EXERCISE AIM: Below are records; transcribe only the line with "Identify the road" and those after it, through the last line, without any change.

(Dataset items)
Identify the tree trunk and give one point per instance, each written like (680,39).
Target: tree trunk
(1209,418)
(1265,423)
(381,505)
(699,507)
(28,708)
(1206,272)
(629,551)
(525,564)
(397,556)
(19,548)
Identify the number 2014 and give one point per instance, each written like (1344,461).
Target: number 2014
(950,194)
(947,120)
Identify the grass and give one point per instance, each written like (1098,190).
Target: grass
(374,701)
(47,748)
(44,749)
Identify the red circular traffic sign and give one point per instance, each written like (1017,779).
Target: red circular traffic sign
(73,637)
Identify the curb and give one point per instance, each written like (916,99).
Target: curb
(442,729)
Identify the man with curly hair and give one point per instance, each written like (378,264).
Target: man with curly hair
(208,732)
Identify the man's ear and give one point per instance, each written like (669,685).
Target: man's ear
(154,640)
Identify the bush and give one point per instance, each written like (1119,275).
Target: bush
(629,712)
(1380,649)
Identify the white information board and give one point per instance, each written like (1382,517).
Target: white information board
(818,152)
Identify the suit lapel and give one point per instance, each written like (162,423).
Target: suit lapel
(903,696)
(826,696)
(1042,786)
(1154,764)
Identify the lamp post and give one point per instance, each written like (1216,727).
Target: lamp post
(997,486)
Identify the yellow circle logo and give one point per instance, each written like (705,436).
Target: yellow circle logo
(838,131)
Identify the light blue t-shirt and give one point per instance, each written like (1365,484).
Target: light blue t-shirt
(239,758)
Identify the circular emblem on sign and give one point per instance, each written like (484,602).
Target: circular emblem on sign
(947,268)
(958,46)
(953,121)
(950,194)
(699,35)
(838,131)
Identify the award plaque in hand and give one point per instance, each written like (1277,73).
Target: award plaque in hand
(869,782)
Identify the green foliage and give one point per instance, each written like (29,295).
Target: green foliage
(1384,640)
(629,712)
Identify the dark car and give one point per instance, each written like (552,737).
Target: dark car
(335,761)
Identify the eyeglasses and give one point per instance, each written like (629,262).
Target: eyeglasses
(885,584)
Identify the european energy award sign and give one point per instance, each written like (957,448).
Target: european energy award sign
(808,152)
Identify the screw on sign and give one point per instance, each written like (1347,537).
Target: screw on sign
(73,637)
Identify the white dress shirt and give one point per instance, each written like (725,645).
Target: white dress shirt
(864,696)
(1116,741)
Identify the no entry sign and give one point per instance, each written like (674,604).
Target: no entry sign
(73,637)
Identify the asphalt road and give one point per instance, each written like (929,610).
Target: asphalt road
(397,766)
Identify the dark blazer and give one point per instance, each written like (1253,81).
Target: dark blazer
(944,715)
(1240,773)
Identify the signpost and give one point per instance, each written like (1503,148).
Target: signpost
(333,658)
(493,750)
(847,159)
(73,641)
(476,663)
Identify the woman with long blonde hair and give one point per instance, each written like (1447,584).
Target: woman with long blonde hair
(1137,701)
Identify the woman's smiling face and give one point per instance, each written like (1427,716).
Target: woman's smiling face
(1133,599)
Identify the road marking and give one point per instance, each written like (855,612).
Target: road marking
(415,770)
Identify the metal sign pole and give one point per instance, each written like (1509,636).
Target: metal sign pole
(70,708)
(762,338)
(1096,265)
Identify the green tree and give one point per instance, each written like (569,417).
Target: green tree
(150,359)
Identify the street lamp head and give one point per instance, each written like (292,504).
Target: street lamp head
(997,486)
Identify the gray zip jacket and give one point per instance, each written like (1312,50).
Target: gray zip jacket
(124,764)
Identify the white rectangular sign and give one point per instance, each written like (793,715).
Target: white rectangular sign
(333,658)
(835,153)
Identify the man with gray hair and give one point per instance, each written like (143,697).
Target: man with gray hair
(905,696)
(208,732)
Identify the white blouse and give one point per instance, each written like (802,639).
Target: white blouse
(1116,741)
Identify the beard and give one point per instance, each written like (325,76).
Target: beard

RESPONSE FOR THIS EXERCISE:
Identify the road marking and give one point per instance, each written like (855,612).
Target: road marking
(415,770)
Identify the metal sign pole and give one point per instance, each written like (1509,636).
Target: metal sign pole
(70,708)
(762,338)
(1096,265)
Identify the green tree and give one point per instance, each written like (569,417).
Target: green tree
(150,359)
Identify the street lamp head and give one point per instance, each written like (292,504).
Target: street lamp head
(997,486)
Identify the gray zip jacket and give one point per instance, each written like (1312,50).
Target: gray zip jacket
(124,764)
Identify the white rectangular sign and give one point per instance, each written like (793,715).
Target: white rectangular sign
(333,658)
(835,153)
Identify the man with gray hair and give one point per instance, each written like (143,697).
Target: man with gray hair
(905,696)
(208,732)
Identify the white blouse and give one point per instance, each written like (802,639).
Target: white blouse
(1116,741)
Identify the beard and give one point per instance, each written like (325,76).
Target: beard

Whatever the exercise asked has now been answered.